CONSIGNE ÉCRITE.
Rédigez la suite du texte sur la fête des Rois en Normandie, en reprenant juste après sa dernière phrase.

TEXTE PRÉSENTÉ.
☆ ☆ ☆ ☆

Autrefois, au temps des bonnets de dentelle et des cotillons
courts, nos ancêtres fêtaient dignement les Rois mages, dont ils pouvaient admirer
les portraits, évidemment plus ou moins ressemblants, mais fort étranges, à la
crèche de l'église voisine.
En Normandie, ce jour-là, les gamins parcouraient les rues, armés
de torches dites coulines qui, à maintes reprises, donnèrent lieu à des
sentences judiciaires, étant donnés les risques d'incendies. Le mercredi 30
décembre 1722, le procureur du roi de Bernay représenta que « plusieurs
enfants, escoliers, jeunes gens et autres, sont dans le mauvais usage, la
veille et le jour des Roys, de porter dans les rues et sous les porches de
cette ville des espèces de fallots de bois brisés ou de paille. » En
conséquence, il interdit de pratiquer dorénavant cette aimable coutume. Celle-ci
dut toutefois continuer comme par le passé, car, le 19 décembre 1727, le
lieutenant de police de Bernay rappela à ses concitoyens l’interdiction
formulée quelques années plus tôt et il ajouta :
« Comme les chandeliers de cette ville sont dans le
mauvais usage de donner aux enfants de cette ville des espèces de petites
chandelles qui ne sont qu'une mèche trempée dans le suif pour porter allumées
le long des porches et dans les rues de cette ville ... nous avons fait deffences
à tous chandeliers de cette ville de faire et fabriquer aucunes desdites
chandelles. » Les épiciers bernayens promirent de se conformer à cette
ordonnance, et, en 1728, on autorisa la promenade aux flambeaux à condition que
ceux-ci fussent désormais « dans des lanternes bien fermées ». Les
garçons, en dépit de la police, continuèrent à illuminer, et on dut sévir de
nouveau.

☆ ☆ ☆ ☆

DOCUMENTS SOURCES.
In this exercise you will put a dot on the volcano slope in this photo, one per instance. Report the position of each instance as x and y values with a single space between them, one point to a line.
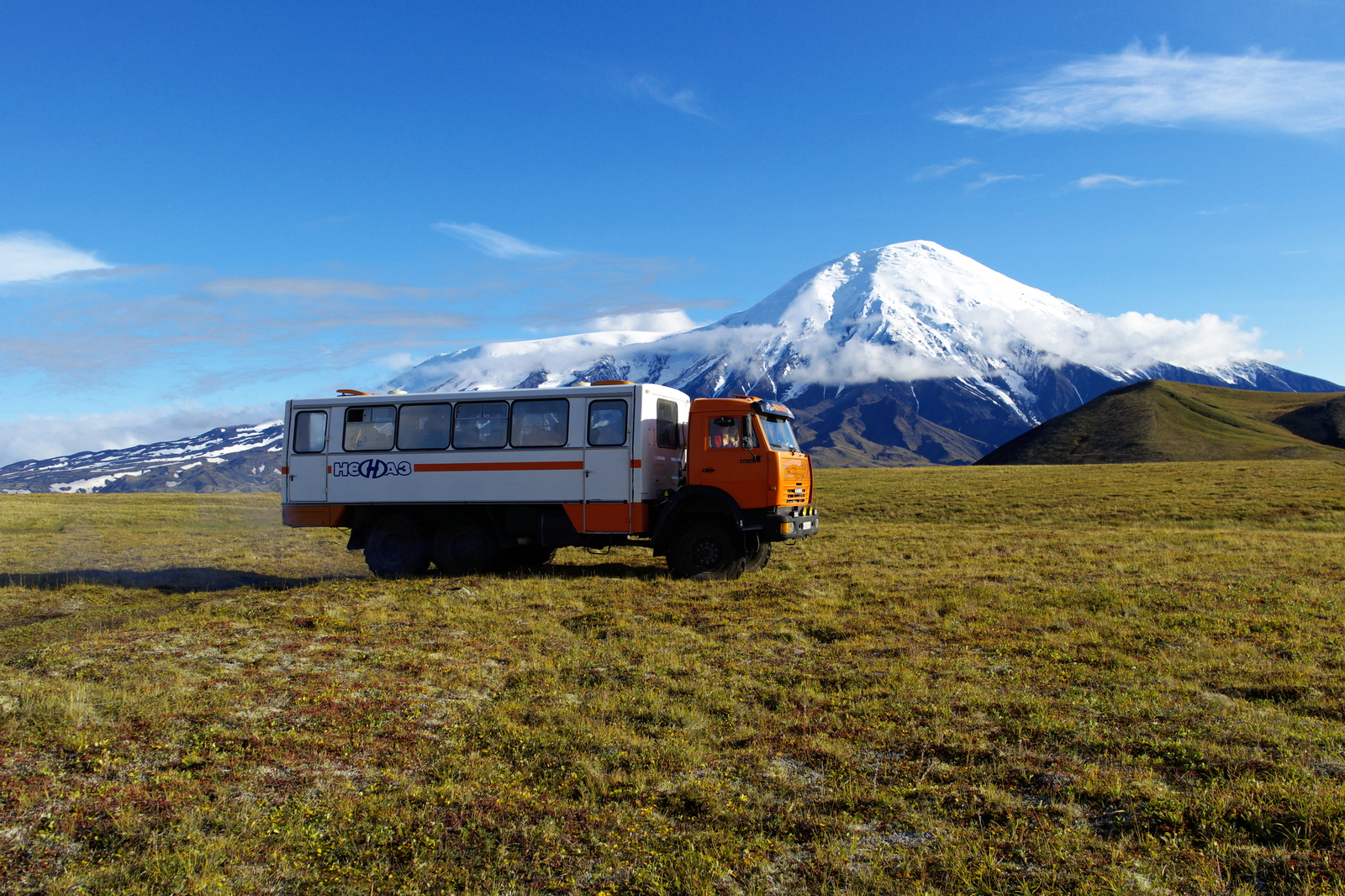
1089 680
1157 420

☆ ☆ ☆ ☆

CORRIGÉ.
Dans toutes nos provinces, les 5 et 6 janvier étaient
prétexte à des réunions de famille ou à des coutumes pittoresques.
Vers 1830, dans le Berry sancerrois, à Azy, les jeunes gens
et les jeunes filles quêtaient, le matin du 6 janvier, la part de gâteau
réservée lors du tirage de la veille ; ils chantaient une sorte de mélopée
en demandant la part à Dieu, tout en contant la tragique histoire de Notre-Seigneur :
Nous l’avons vu vivre et vu naître ;
nous l'avons vu après sa meurt (sic)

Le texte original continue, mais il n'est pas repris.